Stored data:
* * * * * * *

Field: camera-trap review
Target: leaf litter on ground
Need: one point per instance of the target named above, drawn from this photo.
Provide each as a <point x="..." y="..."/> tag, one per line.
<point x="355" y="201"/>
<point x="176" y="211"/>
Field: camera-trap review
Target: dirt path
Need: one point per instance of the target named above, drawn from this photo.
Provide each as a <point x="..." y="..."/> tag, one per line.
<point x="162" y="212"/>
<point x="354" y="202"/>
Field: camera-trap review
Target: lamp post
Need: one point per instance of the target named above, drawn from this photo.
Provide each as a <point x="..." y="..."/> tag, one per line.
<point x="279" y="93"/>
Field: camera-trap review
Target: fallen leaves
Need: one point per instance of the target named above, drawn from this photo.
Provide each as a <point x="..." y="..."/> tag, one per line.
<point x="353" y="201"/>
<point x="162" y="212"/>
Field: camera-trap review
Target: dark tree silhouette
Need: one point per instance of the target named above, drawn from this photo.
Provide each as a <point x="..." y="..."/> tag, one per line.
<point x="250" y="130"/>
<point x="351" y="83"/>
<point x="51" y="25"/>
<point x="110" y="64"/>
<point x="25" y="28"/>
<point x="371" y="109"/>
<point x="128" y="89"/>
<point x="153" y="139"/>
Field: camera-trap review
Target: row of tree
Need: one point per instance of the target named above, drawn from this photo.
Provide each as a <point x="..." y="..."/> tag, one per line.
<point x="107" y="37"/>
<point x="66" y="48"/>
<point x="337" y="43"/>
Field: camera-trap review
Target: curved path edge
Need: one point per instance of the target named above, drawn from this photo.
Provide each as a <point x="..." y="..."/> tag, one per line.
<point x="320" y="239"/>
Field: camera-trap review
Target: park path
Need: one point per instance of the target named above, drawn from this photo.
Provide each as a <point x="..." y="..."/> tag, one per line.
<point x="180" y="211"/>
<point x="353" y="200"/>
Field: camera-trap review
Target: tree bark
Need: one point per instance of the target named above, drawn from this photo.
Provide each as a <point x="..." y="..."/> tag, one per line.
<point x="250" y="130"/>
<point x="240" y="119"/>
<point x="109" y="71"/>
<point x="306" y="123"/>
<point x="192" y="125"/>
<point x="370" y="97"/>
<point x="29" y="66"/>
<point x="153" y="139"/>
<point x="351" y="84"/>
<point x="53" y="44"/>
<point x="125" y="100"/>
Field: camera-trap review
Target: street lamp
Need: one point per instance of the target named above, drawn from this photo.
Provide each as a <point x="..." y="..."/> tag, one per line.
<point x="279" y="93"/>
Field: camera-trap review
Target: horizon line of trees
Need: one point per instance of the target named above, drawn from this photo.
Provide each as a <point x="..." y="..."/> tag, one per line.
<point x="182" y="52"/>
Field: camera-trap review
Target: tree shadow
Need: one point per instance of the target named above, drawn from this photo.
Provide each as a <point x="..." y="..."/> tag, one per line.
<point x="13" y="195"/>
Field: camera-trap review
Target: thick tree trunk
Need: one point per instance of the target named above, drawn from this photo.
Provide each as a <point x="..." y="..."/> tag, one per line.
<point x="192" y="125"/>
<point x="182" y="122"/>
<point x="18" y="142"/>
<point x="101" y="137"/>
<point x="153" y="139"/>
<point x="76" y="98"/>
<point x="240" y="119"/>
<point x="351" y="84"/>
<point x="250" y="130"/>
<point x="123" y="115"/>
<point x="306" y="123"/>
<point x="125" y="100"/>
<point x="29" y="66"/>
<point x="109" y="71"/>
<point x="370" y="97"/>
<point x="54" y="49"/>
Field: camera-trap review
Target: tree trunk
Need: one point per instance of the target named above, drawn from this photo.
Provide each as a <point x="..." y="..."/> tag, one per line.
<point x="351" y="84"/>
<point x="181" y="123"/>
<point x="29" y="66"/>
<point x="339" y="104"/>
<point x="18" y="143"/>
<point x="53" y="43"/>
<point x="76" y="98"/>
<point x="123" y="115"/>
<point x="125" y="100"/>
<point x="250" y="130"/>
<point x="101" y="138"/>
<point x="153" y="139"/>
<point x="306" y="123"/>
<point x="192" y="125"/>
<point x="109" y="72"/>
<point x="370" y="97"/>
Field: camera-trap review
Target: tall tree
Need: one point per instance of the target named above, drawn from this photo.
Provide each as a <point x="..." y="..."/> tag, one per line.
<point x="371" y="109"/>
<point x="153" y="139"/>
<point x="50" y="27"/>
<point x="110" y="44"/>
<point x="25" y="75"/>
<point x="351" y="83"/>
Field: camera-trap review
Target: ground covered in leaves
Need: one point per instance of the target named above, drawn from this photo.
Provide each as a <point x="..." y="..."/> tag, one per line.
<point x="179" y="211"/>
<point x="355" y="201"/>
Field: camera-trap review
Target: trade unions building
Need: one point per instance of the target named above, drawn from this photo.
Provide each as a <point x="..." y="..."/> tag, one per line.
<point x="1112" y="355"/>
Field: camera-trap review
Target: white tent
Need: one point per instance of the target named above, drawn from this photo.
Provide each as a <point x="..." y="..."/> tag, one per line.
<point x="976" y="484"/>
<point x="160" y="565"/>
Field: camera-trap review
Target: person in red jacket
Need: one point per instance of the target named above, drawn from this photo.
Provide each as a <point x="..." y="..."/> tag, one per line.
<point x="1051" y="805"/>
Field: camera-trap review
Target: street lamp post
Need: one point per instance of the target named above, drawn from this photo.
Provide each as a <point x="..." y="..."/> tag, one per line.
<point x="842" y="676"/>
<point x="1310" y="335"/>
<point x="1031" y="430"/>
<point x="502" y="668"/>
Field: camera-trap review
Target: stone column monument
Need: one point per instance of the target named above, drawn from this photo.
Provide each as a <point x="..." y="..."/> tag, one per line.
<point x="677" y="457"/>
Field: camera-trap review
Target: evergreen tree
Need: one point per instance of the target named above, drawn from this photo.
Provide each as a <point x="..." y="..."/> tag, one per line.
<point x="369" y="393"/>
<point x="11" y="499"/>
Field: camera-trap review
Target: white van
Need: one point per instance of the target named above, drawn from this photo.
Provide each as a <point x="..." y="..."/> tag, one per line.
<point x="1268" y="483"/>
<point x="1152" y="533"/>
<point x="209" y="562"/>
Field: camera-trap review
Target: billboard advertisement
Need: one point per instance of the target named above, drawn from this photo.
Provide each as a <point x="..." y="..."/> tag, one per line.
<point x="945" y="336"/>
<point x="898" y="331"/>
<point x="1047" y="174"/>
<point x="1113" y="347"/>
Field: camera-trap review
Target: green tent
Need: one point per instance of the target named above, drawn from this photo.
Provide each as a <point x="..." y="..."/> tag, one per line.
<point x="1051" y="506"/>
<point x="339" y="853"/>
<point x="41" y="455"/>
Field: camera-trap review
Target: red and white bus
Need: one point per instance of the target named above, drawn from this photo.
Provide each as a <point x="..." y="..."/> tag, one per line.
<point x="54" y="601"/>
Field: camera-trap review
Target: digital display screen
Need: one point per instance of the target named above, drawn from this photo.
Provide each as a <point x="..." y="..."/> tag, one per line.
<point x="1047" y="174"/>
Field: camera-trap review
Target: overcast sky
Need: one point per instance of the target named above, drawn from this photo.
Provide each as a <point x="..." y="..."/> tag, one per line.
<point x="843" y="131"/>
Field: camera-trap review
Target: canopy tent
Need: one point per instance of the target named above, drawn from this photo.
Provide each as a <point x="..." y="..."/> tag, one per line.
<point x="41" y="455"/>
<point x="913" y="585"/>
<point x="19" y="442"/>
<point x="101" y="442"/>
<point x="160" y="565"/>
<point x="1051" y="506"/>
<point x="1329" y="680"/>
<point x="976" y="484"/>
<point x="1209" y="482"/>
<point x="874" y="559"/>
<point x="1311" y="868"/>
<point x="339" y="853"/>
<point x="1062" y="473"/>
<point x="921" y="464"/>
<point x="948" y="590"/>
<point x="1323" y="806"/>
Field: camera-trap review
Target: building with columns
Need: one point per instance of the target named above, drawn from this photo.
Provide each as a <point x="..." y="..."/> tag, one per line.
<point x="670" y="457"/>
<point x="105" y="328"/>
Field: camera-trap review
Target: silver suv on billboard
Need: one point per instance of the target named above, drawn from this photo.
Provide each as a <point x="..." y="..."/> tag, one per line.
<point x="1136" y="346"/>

* * * * * * *

[Required work]: Search the data above and return each line in which "leaves" occurs.

[Exercise output]:
Target: fallen leaves
Target: ground covered in leaves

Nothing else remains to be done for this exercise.